-- START DATASET EXCERPTS --
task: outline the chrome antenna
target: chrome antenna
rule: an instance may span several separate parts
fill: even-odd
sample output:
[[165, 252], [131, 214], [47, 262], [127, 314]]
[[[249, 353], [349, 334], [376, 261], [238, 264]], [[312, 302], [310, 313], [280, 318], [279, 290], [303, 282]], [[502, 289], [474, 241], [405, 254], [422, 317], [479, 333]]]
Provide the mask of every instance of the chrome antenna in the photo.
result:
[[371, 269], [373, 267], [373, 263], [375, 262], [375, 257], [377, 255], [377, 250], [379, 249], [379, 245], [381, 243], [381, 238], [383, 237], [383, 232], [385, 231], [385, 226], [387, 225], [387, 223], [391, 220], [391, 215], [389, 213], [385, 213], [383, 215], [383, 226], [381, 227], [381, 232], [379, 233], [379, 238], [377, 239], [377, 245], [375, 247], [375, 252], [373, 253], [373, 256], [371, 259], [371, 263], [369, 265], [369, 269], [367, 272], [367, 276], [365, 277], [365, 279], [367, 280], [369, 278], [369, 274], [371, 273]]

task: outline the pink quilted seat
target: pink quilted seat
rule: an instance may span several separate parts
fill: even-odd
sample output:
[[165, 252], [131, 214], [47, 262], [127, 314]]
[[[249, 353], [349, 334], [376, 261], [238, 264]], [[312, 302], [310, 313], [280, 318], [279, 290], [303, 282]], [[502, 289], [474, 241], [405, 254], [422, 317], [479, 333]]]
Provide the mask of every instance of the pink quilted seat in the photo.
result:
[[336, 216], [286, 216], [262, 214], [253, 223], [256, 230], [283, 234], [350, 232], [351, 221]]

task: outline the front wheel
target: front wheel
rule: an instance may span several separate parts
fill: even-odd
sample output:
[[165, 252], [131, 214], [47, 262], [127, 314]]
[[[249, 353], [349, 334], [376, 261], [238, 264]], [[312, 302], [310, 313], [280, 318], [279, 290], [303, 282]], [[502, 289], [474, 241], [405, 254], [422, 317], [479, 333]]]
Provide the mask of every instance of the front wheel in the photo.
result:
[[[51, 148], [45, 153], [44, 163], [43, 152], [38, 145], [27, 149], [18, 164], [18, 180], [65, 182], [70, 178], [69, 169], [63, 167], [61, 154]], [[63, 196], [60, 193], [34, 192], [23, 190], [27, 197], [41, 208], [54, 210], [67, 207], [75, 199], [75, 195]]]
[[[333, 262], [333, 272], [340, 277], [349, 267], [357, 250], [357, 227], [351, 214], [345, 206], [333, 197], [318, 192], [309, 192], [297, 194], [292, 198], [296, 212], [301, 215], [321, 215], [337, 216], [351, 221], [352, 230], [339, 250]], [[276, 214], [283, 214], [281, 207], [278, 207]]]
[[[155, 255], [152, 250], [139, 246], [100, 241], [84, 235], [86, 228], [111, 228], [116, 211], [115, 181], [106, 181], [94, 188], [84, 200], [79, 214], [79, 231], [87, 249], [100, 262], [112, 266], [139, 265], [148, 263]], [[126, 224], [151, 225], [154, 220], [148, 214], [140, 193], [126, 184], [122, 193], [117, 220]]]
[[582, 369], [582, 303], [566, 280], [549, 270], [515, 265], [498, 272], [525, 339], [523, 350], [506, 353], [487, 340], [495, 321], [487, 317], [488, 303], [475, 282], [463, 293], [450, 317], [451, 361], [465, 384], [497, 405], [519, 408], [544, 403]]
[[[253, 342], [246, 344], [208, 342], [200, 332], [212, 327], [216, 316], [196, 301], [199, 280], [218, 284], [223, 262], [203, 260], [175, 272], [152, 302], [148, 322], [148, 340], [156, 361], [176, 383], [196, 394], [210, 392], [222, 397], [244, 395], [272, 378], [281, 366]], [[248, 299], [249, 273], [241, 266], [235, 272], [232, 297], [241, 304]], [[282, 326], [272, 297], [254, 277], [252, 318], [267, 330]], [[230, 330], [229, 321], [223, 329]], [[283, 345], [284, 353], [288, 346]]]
-- END DATASET EXCERPTS --
* EXERCISE GOAL *
Format each line of the records above as a numbered list, skipping the blank lines.

* ANSWER TO THE EXERCISE *
1. task: outline the chrome antenna
2. target: chrome antenna
3. rule: an instance may span several separate parts
4. fill: even-odd
5. sample output:
6. [[165, 252], [131, 214], [47, 262], [127, 314]]
7. [[[249, 353], [349, 334], [376, 261], [238, 264]], [[312, 302], [310, 313], [280, 318], [279, 290], [303, 282]], [[502, 289], [474, 241], [405, 254], [422, 317], [479, 333]]]
8. Provide the mask of every instance of the chrome antenna in the photo.
9. result:
10. [[371, 269], [373, 267], [373, 263], [375, 262], [375, 257], [377, 255], [377, 250], [379, 249], [379, 245], [381, 243], [381, 238], [383, 237], [383, 232], [385, 231], [385, 226], [387, 225], [387, 223], [391, 220], [391, 215], [389, 213], [385, 213], [383, 215], [383, 226], [381, 227], [381, 232], [379, 233], [379, 238], [377, 239], [377, 245], [375, 247], [375, 252], [373, 253], [373, 256], [371, 259], [371, 263], [369, 265], [369, 269], [367, 272], [367, 276], [365, 277], [365, 279], [367, 280], [369, 278], [369, 274], [371, 273]]
11. task: outline the pink quilted seat
12. target: pink quilted seat
13. rule: an instance may span several separate parts
14. fill: even-odd
15. sample output:
16. [[165, 252], [131, 214], [47, 262], [127, 314]]
17. [[[249, 353], [349, 334], [376, 261], [238, 264]], [[312, 302], [310, 313], [280, 318], [279, 290], [303, 282]], [[502, 289], [474, 241], [405, 254], [422, 317], [479, 333]]]
18. Provide the mask of every instance of the pink quilted seat in the photo.
19. result:
20. [[336, 216], [286, 216], [262, 214], [253, 223], [256, 230], [283, 234], [350, 232], [351, 221]]
21. task: outline the front wheel
22. target: front wheel
23. rule: an instance may span several separate parts
24. fill: even-odd
25. sample output:
26. [[165, 252], [131, 214], [47, 262], [127, 314]]
27. [[[249, 353], [349, 334], [376, 261], [238, 264]], [[312, 302], [310, 313], [280, 318], [279, 290], [303, 282]], [[502, 289], [474, 241], [405, 254], [422, 317], [479, 333]]]
28. Provide the mask of every instance of the front wheel in the photo.
29. result:
30. [[[51, 148], [45, 153], [44, 163], [43, 152], [38, 145], [27, 149], [18, 164], [18, 180], [65, 182], [70, 178], [69, 169], [63, 167], [61, 154]], [[63, 196], [60, 193], [34, 192], [23, 190], [27, 197], [41, 208], [54, 210], [67, 207], [75, 199], [75, 195]]]
31. [[[333, 262], [333, 272], [340, 277], [349, 267], [357, 250], [357, 227], [351, 214], [345, 206], [333, 197], [318, 192], [309, 192], [297, 194], [292, 198], [296, 212], [301, 215], [321, 215], [337, 216], [351, 221], [352, 230], [339, 250]], [[276, 214], [283, 214], [281, 207], [278, 207]]]
32. [[[155, 255], [152, 250], [139, 246], [100, 241], [84, 235], [86, 228], [111, 228], [116, 211], [115, 181], [106, 181], [94, 188], [84, 200], [79, 214], [79, 231], [87, 249], [100, 262], [112, 266], [139, 265], [148, 263]], [[126, 224], [151, 225], [154, 220], [148, 214], [140, 193], [126, 184], [122, 193], [117, 220]]]
33. [[582, 369], [582, 303], [566, 280], [549, 270], [515, 265], [498, 272], [525, 339], [523, 350], [506, 353], [487, 340], [495, 321], [487, 317], [488, 303], [475, 282], [463, 293], [450, 317], [451, 361], [465, 384], [497, 405], [519, 408], [544, 403]]
34. [[[253, 342], [246, 344], [208, 342], [200, 332], [212, 327], [216, 316], [196, 301], [199, 280], [218, 284], [223, 262], [203, 260], [175, 272], [152, 302], [148, 322], [148, 340], [156, 361], [176, 383], [196, 394], [210, 392], [222, 397], [244, 395], [272, 378], [281, 366]], [[248, 299], [249, 273], [241, 266], [235, 272], [232, 297], [241, 304]], [[282, 326], [272, 297], [254, 277], [252, 318], [267, 330]], [[230, 330], [229, 321], [223, 329]], [[283, 345], [284, 353], [288, 346]]]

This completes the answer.